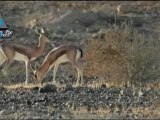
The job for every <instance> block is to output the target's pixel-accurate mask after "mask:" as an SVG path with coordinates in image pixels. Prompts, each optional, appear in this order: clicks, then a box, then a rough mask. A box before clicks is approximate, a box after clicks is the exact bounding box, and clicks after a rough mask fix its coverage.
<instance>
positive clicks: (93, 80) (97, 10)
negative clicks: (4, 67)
mask: <svg viewBox="0 0 160 120" xmlns="http://www.w3.org/2000/svg"><path fill="white" fill-rule="evenodd" d="M0 14H1V15H2V16H3V18H4V19H5V22H6V23H7V25H8V26H9V28H10V29H12V30H13V31H14V35H13V37H12V38H9V39H5V41H16V42H21V43H25V44H31V45H37V44H38V38H39V36H38V34H37V33H36V31H35V28H36V23H35V22H34V19H38V20H39V21H40V22H41V23H42V24H43V25H44V26H45V28H46V29H47V31H48V33H49V36H50V40H51V41H52V44H48V45H47V47H46V49H45V52H44V53H43V55H42V56H41V57H39V58H37V59H36V60H35V61H37V62H39V63H40V64H41V63H42V61H43V60H44V57H45V56H46V55H47V53H48V52H49V51H50V50H51V49H53V48H54V47H57V46H59V45H63V44H73V45H77V46H79V47H81V48H82V50H83V52H84V57H83V63H84V81H83V82H84V84H83V85H82V86H79V87H74V84H75V83H76V77H77V76H76V75H77V73H76V70H75V69H74V68H73V67H72V66H71V65H70V64H63V65H60V67H59V69H58V72H57V76H56V83H55V84H54V85H53V84H52V83H51V82H52V77H53V76H52V71H51V72H49V73H48V75H47V76H46V77H45V78H44V80H43V85H42V86H40V85H39V84H36V82H35V79H34V78H33V76H30V77H29V84H28V85H24V82H25V65H24V62H17V61H14V62H13V63H12V65H11V66H10V68H9V70H8V76H4V75H3V73H2V71H1V70H0V119H129V118H130V119H142V118H143V119H144V118H147V119H149V118H150V119H160V88H159V87H160V84H159V82H160V81H159V80H160V54H159V53H160V36H159V35H160V27H159V26H160V2H154V1H136V2H134V1H103V2H98V1H97V2H96V1H95V2H91V1H90V2H82V1H77V2H67V1H65V2H64V1H63V2H53V1H34V2H33V1H17V2H16V1H1V2H0ZM0 40H2V39H0ZM35 61H32V63H31V64H32V66H34V65H35ZM3 66H4V65H1V67H0V68H1V69H2V68H3Z"/></svg>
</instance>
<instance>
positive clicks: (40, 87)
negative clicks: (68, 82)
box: [39, 82, 57, 93]
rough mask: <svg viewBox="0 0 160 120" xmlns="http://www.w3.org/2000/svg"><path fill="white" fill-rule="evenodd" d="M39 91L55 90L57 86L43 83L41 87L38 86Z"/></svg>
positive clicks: (53, 91) (51, 84) (42, 91)
mask: <svg viewBox="0 0 160 120" xmlns="http://www.w3.org/2000/svg"><path fill="white" fill-rule="evenodd" d="M39 92H40V93H45V92H46V93H48V92H57V87H56V86H55V85H53V84H52V83H49V82H48V83H44V84H43V85H42V87H40V88H39Z"/></svg>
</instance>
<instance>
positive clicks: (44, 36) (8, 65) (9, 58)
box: [0, 22, 51, 84]
mask: <svg viewBox="0 0 160 120" xmlns="http://www.w3.org/2000/svg"><path fill="white" fill-rule="evenodd" d="M38 23H39V22H38ZM39 25H40V29H37V33H38V34H39V44H38V45H37V46H34V45H32V46H31V45H27V44H23V43H19V42H4V43H2V44H1V45H0V65H2V64H3V63H4V62H5V61H6V62H5V65H4V68H3V69H2V72H3V74H4V75H5V76H6V75H7V70H8V68H9V66H10V64H11V62H12V61H13V60H16V61H25V65H26V80H25V84H27V83H28V75H29V70H30V62H31V61H33V60H35V59H36V58H37V57H39V56H41V55H42V53H43V51H44V49H45V46H46V43H48V42H51V41H50V40H49V38H48V34H47V32H46V30H45V29H44V27H43V26H42V25H41V24H40V23H39Z"/></svg>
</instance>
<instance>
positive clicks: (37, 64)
mask: <svg viewBox="0 0 160 120" xmlns="http://www.w3.org/2000/svg"><path fill="white" fill-rule="evenodd" d="M39 66H40V64H39V63H38V62H36V63H35V70H37V69H38V68H39Z"/></svg>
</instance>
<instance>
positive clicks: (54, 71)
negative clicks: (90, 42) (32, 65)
mask: <svg viewBox="0 0 160 120" xmlns="http://www.w3.org/2000/svg"><path fill="white" fill-rule="evenodd" d="M82 57H83V52H82V49H80V48H79V47H76V46H73V45H63V46H60V47H57V48H54V49H53V50H51V51H50V52H49V53H48V55H47V56H46V57H45V59H44V61H43V63H42V65H41V66H40V67H39V68H38V69H37V68H36V70H35V71H34V70H33V69H32V70H33V75H34V77H35V78H36V79H37V81H38V82H40V83H41V82H42V79H43V78H44V77H45V76H46V74H47V73H48V72H49V71H50V70H51V69H52V68H53V67H54V69H53V83H54V82H55V78H56V72H57V69H58V66H59V64H61V63H66V62H69V63H71V64H72V65H73V66H74V67H76V69H77V72H78V77H77V82H76V86H77V85H78V84H79V81H80V79H81V83H82V81H83V70H82V61H81V58H82ZM31 68H32V67H31Z"/></svg>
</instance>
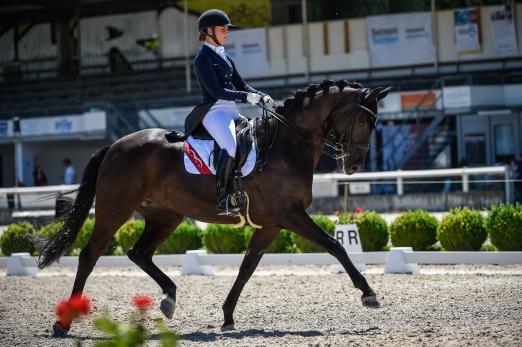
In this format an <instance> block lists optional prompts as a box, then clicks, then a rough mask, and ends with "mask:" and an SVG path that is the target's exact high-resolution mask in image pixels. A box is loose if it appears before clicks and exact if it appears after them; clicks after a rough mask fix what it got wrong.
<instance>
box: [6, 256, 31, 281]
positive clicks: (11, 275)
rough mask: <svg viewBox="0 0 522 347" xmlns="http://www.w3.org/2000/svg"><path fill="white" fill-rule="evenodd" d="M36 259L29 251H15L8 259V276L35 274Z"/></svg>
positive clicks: (22, 275) (28, 274)
mask: <svg viewBox="0 0 522 347" xmlns="http://www.w3.org/2000/svg"><path fill="white" fill-rule="evenodd" d="M37 272H38V268H37V267H36V260H35V259H34V258H33V257H32V256H31V255H30V254H29V253H13V254H11V256H10V257H9V260H8V261H7V273H6V275H7V276H35V275H36V273H37Z"/></svg>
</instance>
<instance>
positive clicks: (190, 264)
mask: <svg viewBox="0 0 522 347" xmlns="http://www.w3.org/2000/svg"><path fill="white" fill-rule="evenodd" d="M204 255H207V251H205V250H195V251H187V252H186V253H185V258H183V265H182V267H181V274H182V275H214V273H215V272H214V269H213V268H212V266H210V265H201V263H200V261H199V259H200V256H204Z"/></svg>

○ ○ ○

• **THE PROBLEM**: Each entry above is to be given again exactly, and any image in it is to be dropped.

• **RESULT OF THE EXERCISE**:
The job for every <instance> block is to output the target's pixel-accurate mask after "mask:" as an SVG path with coordinates in image pixels. Prompts, each optional, appear in this order: clicks, then a box, then a rough mask. A box before clicks is approximate, a box after clicks is the exact bounding box, and clicks after a rough mask fix its coverage.
<instance>
positive clicks: (93, 80) (97, 10)
negative clicks: (4, 67)
mask: <svg viewBox="0 0 160 120" xmlns="http://www.w3.org/2000/svg"><path fill="white" fill-rule="evenodd" d="M0 14H1V15H2V16H3V18H4V19H5V22H6V23H7V25H8V26H9V28H10V29H12V30H13V31H14V35H13V37H12V38H9V39H5V41H16V42H21V43H25V44H31V45H37V44H38V38H39V36H38V34H37V33H36V31H35V28H36V23H35V22H34V19H38V20H39V21H40V22H41V23H42V24H43V25H44V26H45V28H46V29H47V31H48V33H49V36H50V40H51V41H52V44H48V45H47V47H46V49H45V52H44V53H43V55H42V56H41V57H39V58H37V59H36V60H35V61H37V62H39V63H40V64H41V63H42V61H43V60H44V57H45V56H46V55H47V53H48V52H49V51H50V50H51V49H53V48H54V47H57V46H59V45H63V44H73V45H77V46H79V47H81V48H82V50H83V52H84V57H83V63H84V81H83V82H84V84H83V85H82V86H79V87H74V84H75V83H76V77H77V76H76V75H77V73H76V70H75V69H74V68H73V67H72V66H71V65H70V64H63V65H60V67H59V69H58V72H57V76H56V83H55V84H54V85H53V84H52V83H51V82H52V77H53V76H52V71H51V72H49V73H48V75H47V76H46V77H45V78H44V80H43V85H42V86H40V85H39V84H36V82H35V79H34V78H33V76H30V77H29V84H28V85H24V82H25V65H24V62H17V61H14V62H13V63H12V65H11V66H10V68H9V70H8V76H4V75H3V73H2V71H1V70H0V119H129V118H130V119H142V118H143V119H144V118H147V119H149V118H150V119H160V88H159V87H160V84H159V82H160V81H159V80H160V54H159V53H160V36H159V35H160V27H159V26H160V2H154V1H136V2H134V1H103V2H98V1H97V2H96V1H95V2H91V1H90V2H82V1H77V2H67V1H65V2H64V1H63V2H53V1H34V2H33V1H17V2H16V1H1V2H0ZM0 40H2V39H0ZM35 61H32V63H31V64H32V66H34V65H35ZM3 66H4V65H1V67H0V68H1V69H2V68H3Z"/></svg>
</instance>
<instance>
positive clicks: (40, 87)
negative clicks: (68, 82)
box: [39, 82, 57, 93]
rough mask: <svg viewBox="0 0 160 120" xmlns="http://www.w3.org/2000/svg"><path fill="white" fill-rule="evenodd" d="M39 91L55 90L57 86L43 83L41 87L38 86Z"/></svg>
positive clicks: (53, 91) (51, 84) (42, 91)
mask: <svg viewBox="0 0 160 120" xmlns="http://www.w3.org/2000/svg"><path fill="white" fill-rule="evenodd" d="M39 92H40V93H45V92H46V93H48V92H57V87H56V86H55V85H53V84H52V83H49V82H48V83H44V84H43V85H42V87H40V88H39Z"/></svg>
</instance>
<instance>
positive clicks: (44, 36) (8, 65) (9, 58)
box: [0, 22, 51, 84]
mask: <svg viewBox="0 0 160 120" xmlns="http://www.w3.org/2000/svg"><path fill="white" fill-rule="evenodd" d="M38 23H39V22H38ZM39 25H40V29H37V33H38V34H39V44H38V45H37V46H34V45H32V46H31V45H27V44H23V43H19V42H4V43H2V44H1V45H0V65H2V64H3V63H4V62H5V61H6V62H5V65H4V68H3V69H2V72H3V74H4V75H5V76H6V75H7V70H8V68H9V66H10V64H11V62H12V61H13V60H16V61H25V65H26V80H25V84H27V83H28V75H29V70H30V62H31V61H33V60H35V59H36V58H37V57H39V56H41V55H42V53H43V51H44V49H45V46H46V43H48V42H51V41H50V40H49V38H48V34H47V32H46V30H45V29H44V27H43V26H42V25H41V24H40V23H39Z"/></svg>
</instance>
<instance>
positive clicks: (37, 64)
mask: <svg viewBox="0 0 160 120" xmlns="http://www.w3.org/2000/svg"><path fill="white" fill-rule="evenodd" d="M39 66H40V64H39V63H38V62H36V63H35V70H37V69H38V68H39Z"/></svg>
</instance>
<instance>
positive clicks: (54, 71)
negative clicks: (90, 42) (32, 65)
mask: <svg viewBox="0 0 160 120" xmlns="http://www.w3.org/2000/svg"><path fill="white" fill-rule="evenodd" d="M82 57H83V52H82V49H80V48H79V47H76V46H73V45H63V46H60V47H57V48H54V49H53V50H51V51H50V52H49V53H48V55H47V56H46V57H45V59H44V61H43V63H42V65H41V66H40V67H39V68H38V69H37V68H36V70H35V71H34V70H33V69H32V70H33V75H34V77H35V78H36V79H37V81H38V82H40V83H41V82H42V79H43V78H44V77H45V76H46V74H47V73H48V72H49V71H50V70H51V69H52V68H53V67H54V69H53V83H54V82H55V78H56V72H57V69H58V66H59V64H61V63H66V62H69V63H71V64H72V65H73V66H74V67H76V69H77V72H78V77H77V82H76V86H77V85H78V84H79V81H80V79H81V83H82V81H83V70H82V61H81V58H82ZM31 68H32V67H31Z"/></svg>
</instance>
In this format an <instance> block lists optional prompts as a box, then clicks, then a rough mask, and ends with "mask:" and an SVG path that is the target's exact high-resolution mask in image pixels. A box is loose if it appears before clicks and exact if it appears after them; clicks after a rough mask fix what it got wrong.
<instance>
box: [6, 256, 31, 281]
positive clicks: (11, 275)
rough mask: <svg viewBox="0 0 522 347" xmlns="http://www.w3.org/2000/svg"><path fill="white" fill-rule="evenodd" d="M36 259L29 251H15L8 259V276L35 274Z"/></svg>
positive clicks: (22, 275) (28, 274)
mask: <svg viewBox="0 0 522 347" xmlns="http://www.w3.org/2000/svg"><path fill="white" fill-rule="evenodd" d="M37 272H38V268H37V267H36V260H35V259H34V258H33V257H32V256H31V255H30V254H29V253H13V254H11V256H10V257H9V260H8V261H7V273H6V275H7V276H35V275H36V273H37Z"/></svg>
</instance>
<instance>
positive clicks: (190, 264)
mask: <svg viewBox="0 0 522 347" xmlns="http://www.w3.org/2000/svg"><path fill="white" fill-rule="evenodd" d="M204 255H207V251H205V250H195V251H187V252H186V253H185V258H183V265H182V267H181V274H182V275H214V273H215V272H214V269H213V268H212V266H210V265H201V263H200V261H199V259H200V256H204Z"/></svg>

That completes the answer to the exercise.